** Opening SUPPLIED MATERIAL block **
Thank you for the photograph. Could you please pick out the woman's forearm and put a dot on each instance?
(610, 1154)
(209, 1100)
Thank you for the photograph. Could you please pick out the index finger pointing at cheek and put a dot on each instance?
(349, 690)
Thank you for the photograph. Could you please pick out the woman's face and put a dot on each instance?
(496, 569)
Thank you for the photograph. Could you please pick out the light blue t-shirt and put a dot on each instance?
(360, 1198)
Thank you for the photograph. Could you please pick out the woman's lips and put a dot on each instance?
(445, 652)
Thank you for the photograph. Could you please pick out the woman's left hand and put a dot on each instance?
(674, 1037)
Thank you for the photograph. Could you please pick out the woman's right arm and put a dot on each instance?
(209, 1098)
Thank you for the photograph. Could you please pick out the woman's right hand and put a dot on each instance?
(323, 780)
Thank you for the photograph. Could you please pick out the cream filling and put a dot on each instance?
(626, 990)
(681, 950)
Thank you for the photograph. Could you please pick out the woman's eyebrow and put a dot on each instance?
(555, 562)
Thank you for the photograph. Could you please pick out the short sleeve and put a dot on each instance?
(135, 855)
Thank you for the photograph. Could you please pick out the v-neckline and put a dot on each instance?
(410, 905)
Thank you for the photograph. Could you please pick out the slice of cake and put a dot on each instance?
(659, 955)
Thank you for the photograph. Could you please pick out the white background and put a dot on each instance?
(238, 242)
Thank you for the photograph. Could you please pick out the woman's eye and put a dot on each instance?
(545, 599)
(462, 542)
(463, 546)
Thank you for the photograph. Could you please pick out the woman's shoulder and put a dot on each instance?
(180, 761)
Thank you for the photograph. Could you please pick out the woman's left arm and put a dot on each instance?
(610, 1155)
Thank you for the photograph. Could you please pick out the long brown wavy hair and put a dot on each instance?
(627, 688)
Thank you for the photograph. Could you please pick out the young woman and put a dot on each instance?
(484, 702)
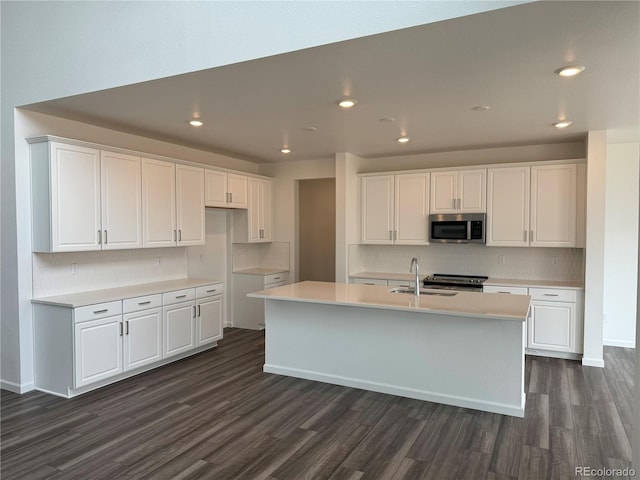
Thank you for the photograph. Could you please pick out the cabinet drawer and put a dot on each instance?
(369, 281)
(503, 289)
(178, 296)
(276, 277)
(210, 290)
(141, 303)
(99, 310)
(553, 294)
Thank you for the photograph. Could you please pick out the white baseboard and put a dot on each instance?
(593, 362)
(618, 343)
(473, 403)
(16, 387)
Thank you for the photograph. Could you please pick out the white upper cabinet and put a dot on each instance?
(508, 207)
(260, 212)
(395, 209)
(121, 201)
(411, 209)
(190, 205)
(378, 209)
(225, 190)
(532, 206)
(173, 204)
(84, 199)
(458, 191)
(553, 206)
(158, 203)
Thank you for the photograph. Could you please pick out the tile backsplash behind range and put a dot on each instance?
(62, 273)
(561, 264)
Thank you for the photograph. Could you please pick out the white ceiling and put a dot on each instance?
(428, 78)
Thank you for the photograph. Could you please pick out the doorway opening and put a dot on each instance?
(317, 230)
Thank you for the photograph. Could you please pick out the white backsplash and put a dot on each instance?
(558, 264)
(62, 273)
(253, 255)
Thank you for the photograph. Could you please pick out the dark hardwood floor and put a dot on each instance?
** Closing SUPPLIED MATERIAL block **
PROBLEM DETAILS ::
Write out every line above exactly, minus images.

EXERCISE ANSWER ::
Thank you for the photograph. Could you please pick out the woman's forearm and put a dot on each instance?
(610, 1154)
(209, 1100)
Thank you for the photograph. Could you please pick out the index finger pointing at cheek and put a dot on each instance?
(349, 690)
Thank you for the photograph. Could you please pick out the woman's face and put a dot on each instance?
(496, 569)
Thank you for the photograph. Could you please pick out the light blue t-shirt and put a dot on each instance?
(360, 1198)
Thank you for the photograph. Could you please pick out the woman's lips and put a dot on each instance?
(445, 652)
Thank you for the photograph. Could you please pick out the woman's left hand and put a dot on each instance?
(674, 1037)
Thank you for the photograph. Could you please pick out the woman's right arm and put a dot on each instance?
(209, 1098)
Thank you for the photograph. Could you please pick out the woman's right hand and put a dot on each instance?
(323, 780)
Thank you for the photograph. Could you please pick out the cream filling and put a dot on each instance?
(626, 990)
(681, 950)
Thank you for the photograph. Could you please pick out the woman's eyebrow and put a dot on each instance?
(555, 562)
Thank you for the photograph. Could you please pick out the short sleeve and put a dot on each instance?
(135, 855)
Thank you for the photograph. Could you please pick out the v-neckline and put a dot on each instance?
(410, 905)
Thank you for the photograph. Could you please pick out the slice of cake and put a dot on each instance?
(659, 955)
Thank you for the photograph. Could you please pick out the white background and put a dot on each instance?
(238, 242)
Thank you for the photograph. Could you please pick out the woman's eye and put a dot on each instance?
(545, 599)
(462, 542)
(463, 546)
Thank you for the photograph. Could you please pick out the woman's shoulder and put a dot on each instance?
(180, 761)
Thank you for the photograph. Could you please pick out the woman's left arm and put a dot on each instance?
(610, 1155)
Thank you for the photograph. Could you please pick out the long brown wavy hair and put a dot on each instance?
(627, 688)
Thank you for the photograph. Could you please pick out the young woman and put a dot on each instance?
(484, 702)
Thank you for the photograph. Could you please pick out the cabinet drawer and put a dot on each instance?
(369, 281)
(503, 289)
(178, 296)
(276, 277)
(210, 290)
(141, 303)
(99, 310)
(553, 294)
Thank you for the photograph. Could you please pick out the white baseboard and put a dot on each instance?
(593, 362)
(618, 343)
(473, 403)
(16, 387)
Thank you for the photograph. Could you please pick out the white upper cabinet and put a dot on each instance?
(508, 207)
(260, 212)
(395, 209)
(121, 201)
(411, 209)
(190, 205)
(378, 209)
(225, 190)
(532, 206)
(173, 204)
(84, 199)
(458, 191)
(553, 206)
(158, 203)
Thank you for the photograph. Could you please pick out the tile backsplash behind range and put a dot on each instance?
(62, 273)
(561, 264)
Thank you for the photograph. Could you please pick out the white ceiling and put a dot on each instance?
(428, 78)
Thank you for the photograph. Could you please pick out the doorway opening and put a dot on each instance?
(317, 230)
Thank you for the photograph. Could you please pick out the white backsplash and put a dot on each instance?
(558, 264)
(62, 273)
(253, 255)
Thank you for the photograph. Could you please pick out the dark hardwood floor and put a dot on each instance?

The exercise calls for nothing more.